> **Text segment**:
Part 4. Advantages of lithium-air and lithium-sulfur batteries

Lithium-Air Batteries

The potential benefits of lithium-air batteries include:

Significantly higher specific energy potential under optimal conditions.
They are of lower weight, making them attractive for use in electric vehicles and aerospace applications.
The ability to utilize ambient air reduces the weight attributed to stored oxidizers.

Lithium Sulfur Batteries

On the other hand, lithium-sulfur batteries offer several critical advantages:

Higher energy density in practical applications, consistently outperforming lithium-ion batteries.
Better cycle stability and longevity, making them more reliable for commercial and consumer applications.
Lower resource costs associated with sulfur compared to materials commonly used in lithium-ion batteries, such as cobalt.

Part 5. Disadvantages of lithium-air and lithium-sulfur batteries

Lithium-Air Batteries

The potential drawbacks of lithium-air batteries include:

They exhibit low efficiency due to significant energy losses during electrochemical reactions.
The cycle life of lithium-air batteries is relatively short, as byproducts degrade the battery components.

> **Tasks to complete**:
[a] In the battery comparison text, what causes the relatively short cycle life of lithium-air batteries?
[b] Pick up the text on lithium-air and lithium-sulfur batteries after its last sentence and continue writing it.

> **The data**:
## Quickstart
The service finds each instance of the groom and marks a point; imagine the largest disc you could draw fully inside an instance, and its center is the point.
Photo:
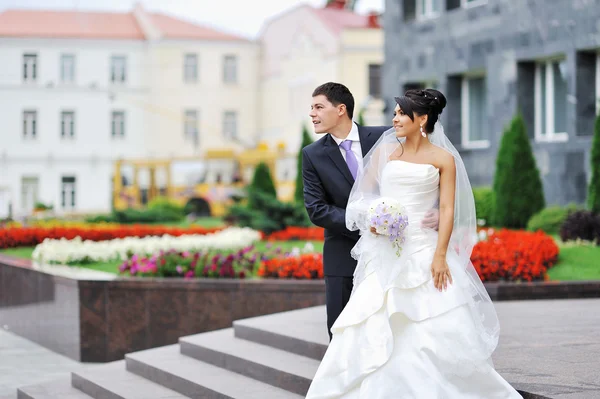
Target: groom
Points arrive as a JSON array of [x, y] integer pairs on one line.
[[329, 167]]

> **Response list**:
[a] Byproducts degrade the battery components.

[b]
Managing oxygen intake and moisture from the air presents technical challenges in battery design.
The charge and discharge rates are slower, limiting their use in applications requiring quick energy delivery.

Lithium-Sulfur Batteries

Lithium-sulfur batteries also face several challenges:

The polysulfide shuttle effect causes capacity loss and reduces battery efficiency over time.
Lithium-sulfur batteries generally have a shorter cycle life compared to lithium-ion batteries.
The volume expansion of sulfur during lithiation can lead to mechanical stress and internal damage.
Sulfur’s low electrical conductivity necessitates using conductive additives, which can reduce energy density.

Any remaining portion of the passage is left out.